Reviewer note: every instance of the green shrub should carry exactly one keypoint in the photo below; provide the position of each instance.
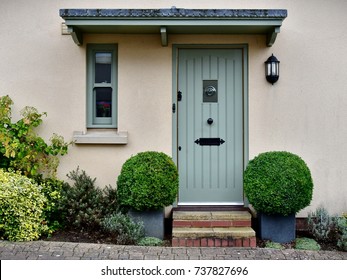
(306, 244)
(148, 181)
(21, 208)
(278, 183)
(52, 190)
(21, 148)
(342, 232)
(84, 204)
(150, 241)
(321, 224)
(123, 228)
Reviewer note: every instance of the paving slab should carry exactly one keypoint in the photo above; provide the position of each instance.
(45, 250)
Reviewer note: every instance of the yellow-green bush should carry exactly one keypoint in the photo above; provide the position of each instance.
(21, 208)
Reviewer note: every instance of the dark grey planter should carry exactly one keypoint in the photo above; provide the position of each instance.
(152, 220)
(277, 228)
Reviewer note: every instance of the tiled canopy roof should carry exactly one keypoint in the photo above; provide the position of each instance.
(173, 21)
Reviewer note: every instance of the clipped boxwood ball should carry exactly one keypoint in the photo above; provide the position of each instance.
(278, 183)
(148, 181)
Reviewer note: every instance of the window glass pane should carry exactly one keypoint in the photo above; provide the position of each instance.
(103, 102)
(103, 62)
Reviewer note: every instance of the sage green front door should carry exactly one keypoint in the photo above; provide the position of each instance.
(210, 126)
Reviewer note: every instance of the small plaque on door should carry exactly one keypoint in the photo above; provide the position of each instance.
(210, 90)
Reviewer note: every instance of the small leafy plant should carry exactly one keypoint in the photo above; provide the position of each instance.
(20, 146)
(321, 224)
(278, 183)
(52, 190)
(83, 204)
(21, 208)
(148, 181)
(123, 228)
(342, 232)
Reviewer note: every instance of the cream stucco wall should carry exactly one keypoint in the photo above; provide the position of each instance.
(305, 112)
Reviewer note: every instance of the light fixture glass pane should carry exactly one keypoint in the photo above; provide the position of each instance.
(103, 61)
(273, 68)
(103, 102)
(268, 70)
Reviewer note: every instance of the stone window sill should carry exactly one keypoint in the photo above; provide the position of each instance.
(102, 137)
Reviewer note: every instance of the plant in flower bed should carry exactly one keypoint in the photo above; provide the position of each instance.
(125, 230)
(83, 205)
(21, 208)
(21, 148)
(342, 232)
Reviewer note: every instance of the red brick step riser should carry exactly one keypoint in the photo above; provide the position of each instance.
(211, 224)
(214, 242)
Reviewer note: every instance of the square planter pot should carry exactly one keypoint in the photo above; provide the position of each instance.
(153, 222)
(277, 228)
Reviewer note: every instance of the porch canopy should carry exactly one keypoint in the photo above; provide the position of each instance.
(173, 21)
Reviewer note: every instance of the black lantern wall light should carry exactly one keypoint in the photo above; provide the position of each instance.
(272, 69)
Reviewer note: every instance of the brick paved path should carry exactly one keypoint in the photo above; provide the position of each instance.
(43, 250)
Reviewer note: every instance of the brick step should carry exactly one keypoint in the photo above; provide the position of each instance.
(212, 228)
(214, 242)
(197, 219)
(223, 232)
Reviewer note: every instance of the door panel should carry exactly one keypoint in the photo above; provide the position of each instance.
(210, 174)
==
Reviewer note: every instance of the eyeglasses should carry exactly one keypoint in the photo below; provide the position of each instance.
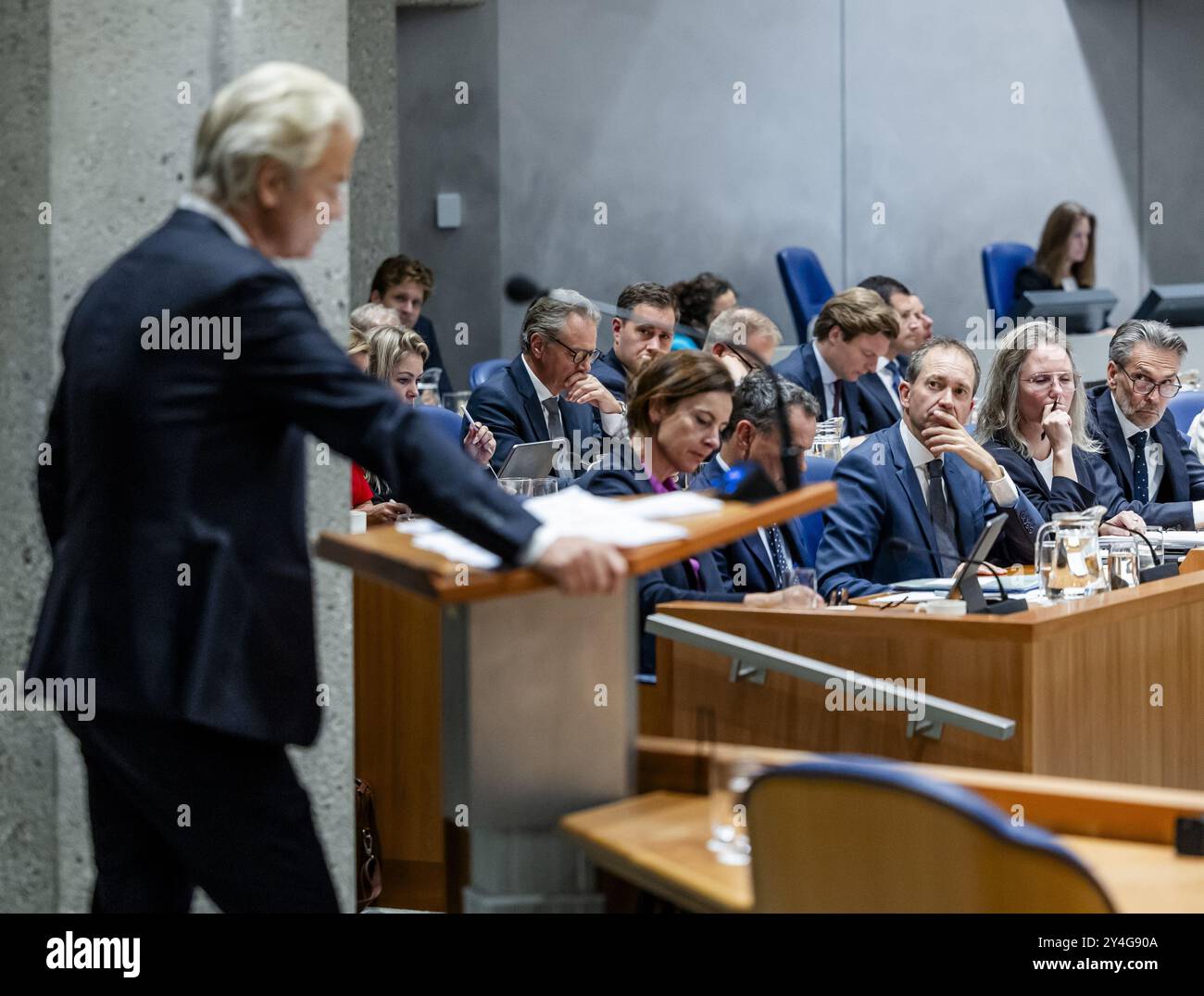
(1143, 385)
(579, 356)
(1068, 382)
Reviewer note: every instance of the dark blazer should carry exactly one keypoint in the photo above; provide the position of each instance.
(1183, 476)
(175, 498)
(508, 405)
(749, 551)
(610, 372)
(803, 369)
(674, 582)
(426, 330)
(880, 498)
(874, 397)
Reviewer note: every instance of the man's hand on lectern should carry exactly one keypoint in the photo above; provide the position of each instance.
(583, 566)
* * *
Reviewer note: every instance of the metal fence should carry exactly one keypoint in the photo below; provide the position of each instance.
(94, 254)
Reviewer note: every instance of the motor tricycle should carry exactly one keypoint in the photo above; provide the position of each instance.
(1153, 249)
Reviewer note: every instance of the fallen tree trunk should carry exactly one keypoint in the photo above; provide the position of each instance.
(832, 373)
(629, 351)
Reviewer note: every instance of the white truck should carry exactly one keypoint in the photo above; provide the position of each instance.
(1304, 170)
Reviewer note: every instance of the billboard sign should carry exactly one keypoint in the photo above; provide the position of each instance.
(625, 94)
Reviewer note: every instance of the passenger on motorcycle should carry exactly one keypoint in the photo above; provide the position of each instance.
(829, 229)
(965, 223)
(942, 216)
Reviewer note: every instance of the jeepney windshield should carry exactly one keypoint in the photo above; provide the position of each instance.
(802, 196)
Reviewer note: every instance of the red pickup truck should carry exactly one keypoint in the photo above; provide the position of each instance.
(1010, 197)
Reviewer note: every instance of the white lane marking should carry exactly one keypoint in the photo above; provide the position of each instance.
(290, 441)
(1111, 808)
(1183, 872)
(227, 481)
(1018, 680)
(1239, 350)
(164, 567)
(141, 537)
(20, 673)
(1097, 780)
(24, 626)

**SET EXERCISE:**
Pick out and copy each line above that contains the word "step".

**COMPLETE ANSWER:**
Reviewer note: every instance of the red brick step riser should carry exactly one keypoint in the photo above; provide the position of each instance.
Reviewer note: every instance of the brick step should carry exactly one keypoint in the photo above; provide the position of each instance.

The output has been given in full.